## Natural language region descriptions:
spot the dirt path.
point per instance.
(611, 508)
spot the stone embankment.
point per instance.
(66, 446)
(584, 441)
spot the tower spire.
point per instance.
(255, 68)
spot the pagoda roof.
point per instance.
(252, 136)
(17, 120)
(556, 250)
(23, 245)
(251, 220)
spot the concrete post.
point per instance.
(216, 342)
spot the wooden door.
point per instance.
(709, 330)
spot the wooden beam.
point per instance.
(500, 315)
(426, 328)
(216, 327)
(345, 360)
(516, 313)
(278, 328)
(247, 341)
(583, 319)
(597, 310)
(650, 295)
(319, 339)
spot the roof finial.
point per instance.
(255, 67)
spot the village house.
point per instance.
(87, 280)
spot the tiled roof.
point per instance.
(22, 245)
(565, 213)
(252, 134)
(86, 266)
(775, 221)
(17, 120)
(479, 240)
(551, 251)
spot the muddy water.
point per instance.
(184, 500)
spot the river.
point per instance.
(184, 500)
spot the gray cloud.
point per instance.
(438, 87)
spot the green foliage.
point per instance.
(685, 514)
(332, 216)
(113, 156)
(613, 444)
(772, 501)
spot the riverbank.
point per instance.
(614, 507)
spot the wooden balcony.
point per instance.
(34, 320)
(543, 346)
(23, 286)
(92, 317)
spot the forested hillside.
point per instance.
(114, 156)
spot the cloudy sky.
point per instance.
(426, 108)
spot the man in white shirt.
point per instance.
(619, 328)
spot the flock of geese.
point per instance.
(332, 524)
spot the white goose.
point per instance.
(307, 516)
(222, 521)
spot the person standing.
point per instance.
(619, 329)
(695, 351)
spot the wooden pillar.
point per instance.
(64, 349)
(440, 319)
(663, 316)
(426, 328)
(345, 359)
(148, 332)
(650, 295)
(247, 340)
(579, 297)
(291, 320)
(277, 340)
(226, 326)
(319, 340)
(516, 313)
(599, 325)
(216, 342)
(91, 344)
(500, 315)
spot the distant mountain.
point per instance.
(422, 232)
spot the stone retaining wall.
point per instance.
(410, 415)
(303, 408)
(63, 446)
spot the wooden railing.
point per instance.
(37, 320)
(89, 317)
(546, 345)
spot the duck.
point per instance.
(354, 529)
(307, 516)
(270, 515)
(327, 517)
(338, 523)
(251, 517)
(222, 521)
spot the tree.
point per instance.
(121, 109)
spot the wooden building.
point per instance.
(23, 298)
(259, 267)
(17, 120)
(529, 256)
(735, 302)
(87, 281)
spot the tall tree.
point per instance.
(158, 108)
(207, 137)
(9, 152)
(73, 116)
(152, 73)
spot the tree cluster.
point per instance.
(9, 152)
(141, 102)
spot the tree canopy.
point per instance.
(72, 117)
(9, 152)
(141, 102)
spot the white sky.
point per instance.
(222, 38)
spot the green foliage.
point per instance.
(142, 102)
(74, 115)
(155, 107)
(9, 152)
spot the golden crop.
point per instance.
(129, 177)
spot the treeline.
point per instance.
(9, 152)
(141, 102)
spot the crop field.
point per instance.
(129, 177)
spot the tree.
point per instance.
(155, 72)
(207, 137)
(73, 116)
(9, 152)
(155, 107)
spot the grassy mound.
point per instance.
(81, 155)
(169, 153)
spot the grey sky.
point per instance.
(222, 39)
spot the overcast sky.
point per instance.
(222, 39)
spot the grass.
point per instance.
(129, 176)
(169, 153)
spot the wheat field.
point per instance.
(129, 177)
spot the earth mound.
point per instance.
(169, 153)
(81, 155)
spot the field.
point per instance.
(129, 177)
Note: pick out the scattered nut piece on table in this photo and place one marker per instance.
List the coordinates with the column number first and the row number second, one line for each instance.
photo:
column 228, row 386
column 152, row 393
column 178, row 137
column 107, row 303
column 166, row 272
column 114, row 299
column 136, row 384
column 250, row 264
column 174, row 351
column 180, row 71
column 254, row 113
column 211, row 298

## Exercise directions:
Return all the lines shown above, word for word.

## Answer area:
spot the dirt path.
point per instance.
(611, 508)
spot the stone embankment.
point per instance.
(66, 446)
(584, 441)
spot the tower spire.
point per instance.
(255, 68)
spot the pagoda roof.
point per instance.
(252, 136)
(17, 120)
(556, 250)
(23, 245)
(251, 220)
spot the concrete post.
point per instance.
(216, 342)
spot the wooden door.
point per instance.
(709, 330)
spot the wooden beam.
point per instance.
(500, 315)
(426, 328)
(216, 327)
(345, 360)
(516, 313)
(278, 328)
(247, 341)
(583, 319)
(597, 310)
(650, 295)
(319, 339)
spot the roof finial.
point per instance.
(255, 67)
spot the village house.
point per instance.
(87, 280)
spot the tiled roof.
point per instance.
(22, 245)
(565, 213)
(252, 134)
(86, 266)
(775, 221)
(17, 120)
(479, 240)
(551, 251)
spot the muddy water.
point per instance.
(184, 500)
spot the river.
point per instance.
(184, 500)
spot the gray cloud.
point per instance.
(438, 87)
spot the green foliage.
point per instance.
(685, 514)
(332, 216)
(113, 156)
(613, 444)
(772, 501)
spot the riverbank.
point per instance.
(614, 507)
spot the wooden balcony.
point per instance.
(34, 320)
(543, 346)
(23, 286)
(92, 317)
spot the forested hillside.
point per instance.
(114, 156)
spot the cloudy sky.
point per instance.
(426, 108)
spot the man in white shirt.
point per instance.
(619, 328)
spot the flock of geese.
point per instance.
(332, 524)
spot the white goose.
point per instance.
(307, 516)
(222, 521)
spot the person standing.
point per instance.
(619, 329)
(695, 351)
spot the wooden pillar.
point per instance.
(64, 349)
(440, 319)
(663, 316)
(426, 328)
(345, 359)
(148, 332)
(650, 295)
(247, 340)
(579, 297)
(291, 320)
(277, 340)
(226, 326)
(319, 340)
(516, 313)
(599, 325)
(216, 342)
(91, 344)
(500, 315)
spot the distant mountain.
point per instance.
(422, 232)
spot the stone retaining wall.
point per instance.
(410, 415)
(303, 408)
(63, 446)
spot the wooden railing.
point per instance.
(37, 320)
(89, 317)
(546, 345)
spot the duck.
point per instance.
(354, 529)
(307, 516)
(270, 515)
(327, 517)
(338, 523)
(251, 517)
(222, 521)
spot the tree.
point per instance.
(121, 109)
spot the wooden building.
point per instance.
(23, 298)
(259, 267)
(17, 120)
(529, 256)
(735, 302)
(87, 281)
spot the tall tree.
point per instance.
(158, 108)
(207, 137)
(9, 152)
(73, 116)
(152, 73)
spot the tree cluster.
point per instance.
(9, 152)
(141, 102)
spot the tree canopy.
point per instance.
(72, 117)
(9, 152)
(141, 102)
spot the white sky.
point per instance.
(222, 38)
spot the green foliage.
point per instance.
(142, 102)
(74, 115)
(155, 107)
(9, 152)
spot the golden crop.
point per instance.
(129, 177)
spot the treeline.
point per instance.
(9, 152)
(141, 102)
spot the crop field.
point per instance.
(129, 177)
spot the tree.
point per instance.
(155, 72)
(207, 137)
(73, 116)
(9, 152)
(155, 107)
spot the grassy mound.
point per instance.
(81, 155)
(169, 153)
spot the grey sky.
point per instance.
(222, 39)
spot the overcast sky.
point per instance.
(222, 39)
spot the grass.
point per instance.
(129, 176)
(169, 153)
spot the wheat field.
point per instance.
(129, 177)
spot the earth mound.
point per instance.
(169, 153)
(81, 155)
spot the field.
point per instance.
(129, 177)
Note: pick out the scattered nut piece on table in this photo and place one marker per instance.
List the coordinates with the column number first and the row number second, one line for each instance.
photo:
column 228, row 386
column 152, row 393
column 178, row 137
column 107, row 303
column 166, row 272
column 114, row 299
column 136, row 384
column 250, row 264
column 174, row 351
column 180, row 71
column 254, row 113
column 211, row 298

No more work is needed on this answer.